JOB 1:
Answer these questions about the squirrel detector post, marking each answer with the same letter:
(a) How many images did the "backyard squirrels" query return?
(b) How many squirrel detector models are trained and compared?
(c) On which dataset was the model used at the end for labeling pre-trained?

-- start of EXTRACT TO READ --

Data-Centric AI Case Study: Improving Model Accuracy by Only Cleaning Data

Active Learning Sep 06, 2022

When we first start in machine learning, we're excited at the prospect of creating models and algorithms. We're drawn in by the seemingly magical features these models can unlock in our applications.

Then, relatively soon after we begin, we hear or read something along the lines of:

Data science is 90% collecting, cleaning up, and labeling data and 10% creating algorithms and training models.

Wait, what? That can't be right. Data science is supposed to be fun and glamorous! It's the new(ish) hotness! What's the point of machine learning, if we have to do so much manual work?

Paying close attention to the quality of your data is the main principle behind data-centric AI. We keep hearing more and more stories about inaccuracies in open datasets and how correcting them improves the quality of the models trained on them.

This blog post is part of a series on data-centric AI and active learning. In our previous article, we gave an overview of active learning techniques and their advantages.

In this post, we’re going to show how important data quality is. We'll be training and comparing four squirrel detector models. Each successive model will incorporate another round of data clean-up. We're going to see for ourselves what a difference data-centric AI really makes!

Why squirrels? Because who can resist a cute, cuddly squirrel?

Image of a cute squirrel standing in grass — Love me!

Model 0 - Lazy Data

For our first (zero-th?) model, we need a baseline. We're going to scrape DuckDuckGo for images of squirrels using a simple script. Each time this script is run, it will download up to 1,000 images for the query we give it.

We're going to try three queries, meaning we'll have at most 3,000 images, with which to train a model. The three queries will be:

squirrels - 557 images
backyard squirrels - 732 images
field squirrels - 473 images

Three images of squirrels returned when querying "squirrels" on DuckDuckGo — Examples returned with the **squirrels** query

Three images of squirrels returned when querying "backyard squirrels" on DuckDuckGo — Examples returned with the **backyard squirrels** query

Three images of squirrels returned when querying "field squirrels" on DuckDuckGo — Examples returned with the **field squirrels** query

Why don't we have 1,000 images for each? When scraping images from DuckDuckGo's image search, many images may have broken links, temporarily down, or animated gifs. The latter we just remove for simplicity. So it’s not 3,000 images, but who cares? That's enough to start!

Now we’ve got data, but no labels. If we were training a classifier, that would be easy… but we want to train an object detector. We need bounding boxes. Unfortunately, that can be a lot of boring, mundane work.

However, since we’re smart, resourceful software developers, what if we just run our images through a model pre-trained on the COCO dataset?

-- end of EXTRACT TO READ --

JOB 2:
In the records, take the lines starting at the one that contains "grass in this photo." and ending at the one that contains "shrub in this photo.". Set them out as a Markdown table with the columns Row and Line, and leave out any blank lines.

-- start of ITEMS --

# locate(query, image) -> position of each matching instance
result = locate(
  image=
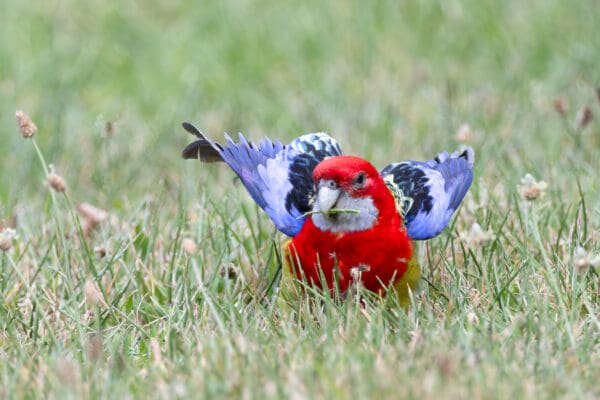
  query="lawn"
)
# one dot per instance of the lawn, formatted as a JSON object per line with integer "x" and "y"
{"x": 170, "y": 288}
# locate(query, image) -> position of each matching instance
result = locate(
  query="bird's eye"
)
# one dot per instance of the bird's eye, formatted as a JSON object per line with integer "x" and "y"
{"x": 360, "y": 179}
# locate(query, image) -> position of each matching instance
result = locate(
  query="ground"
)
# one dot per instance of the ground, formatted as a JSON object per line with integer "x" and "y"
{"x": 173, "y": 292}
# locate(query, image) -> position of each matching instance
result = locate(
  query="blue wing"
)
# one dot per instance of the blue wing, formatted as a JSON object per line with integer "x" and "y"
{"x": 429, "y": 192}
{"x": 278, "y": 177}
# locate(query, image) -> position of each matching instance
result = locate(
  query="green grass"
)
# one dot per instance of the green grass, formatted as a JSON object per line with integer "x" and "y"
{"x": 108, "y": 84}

-- end of ITEMS --
-- start of ITEMS --

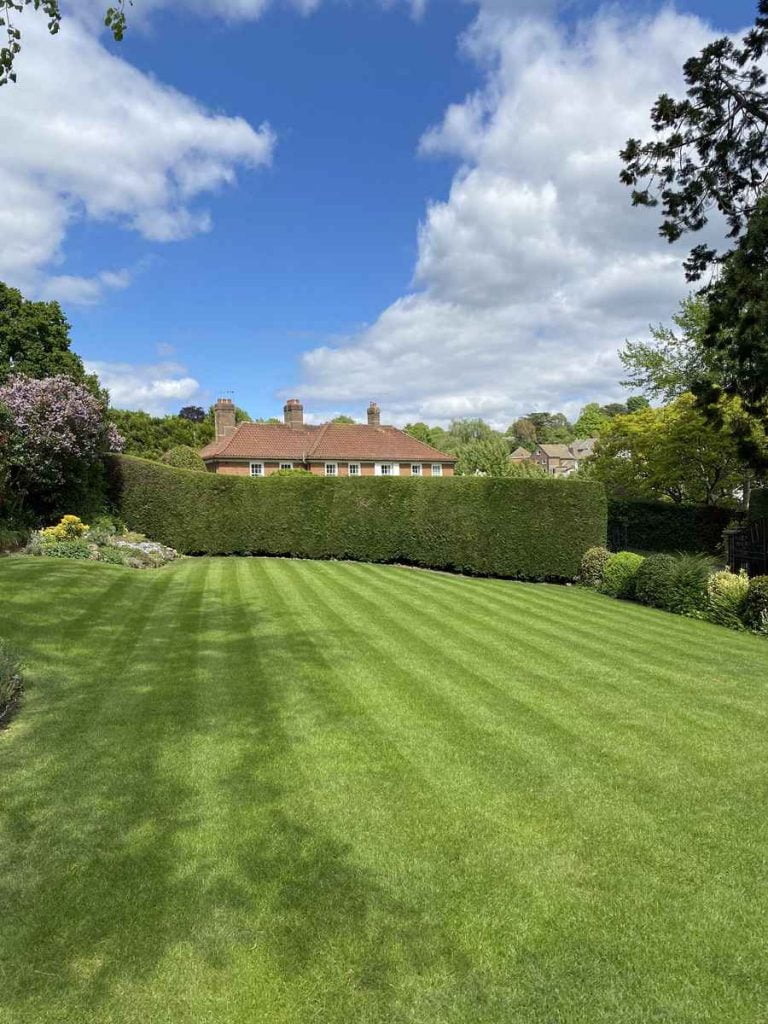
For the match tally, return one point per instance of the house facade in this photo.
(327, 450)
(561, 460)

-- end of ITEMS --
-- start of ITEMS --

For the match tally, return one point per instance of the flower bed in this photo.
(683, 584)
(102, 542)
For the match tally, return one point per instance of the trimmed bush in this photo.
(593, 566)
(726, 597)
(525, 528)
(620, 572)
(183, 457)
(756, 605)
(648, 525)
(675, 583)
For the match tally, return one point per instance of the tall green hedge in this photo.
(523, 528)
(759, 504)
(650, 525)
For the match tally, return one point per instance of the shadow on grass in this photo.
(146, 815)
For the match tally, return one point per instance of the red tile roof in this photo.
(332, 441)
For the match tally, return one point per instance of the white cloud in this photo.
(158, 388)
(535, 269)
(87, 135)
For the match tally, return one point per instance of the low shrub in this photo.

-- end of ITEMS --

EXERCISE SOLUTION 1:
(a) 732 images
(b) Four
(c) COCO

EXERCISE SOLUTION 2:
| Row | Line |
|---|---|
| 1 | For the match tally, return one point per instance of the shadow on grass in this photo. |
| 2 | (146, 815) |
| 3 | For the match tally, return one point per instance of the red tile roof in this photo. |
| 4 | (332, 441) |
| 5 | For the match tally, return one point per instance of the white cloud in this photo. |
| 6 | (158, 388) |
| 7 | (535, 269) |
| 8 | (87, 135) |
| 9 | For the match tally, return one point per instance of the low shrub in this photo. |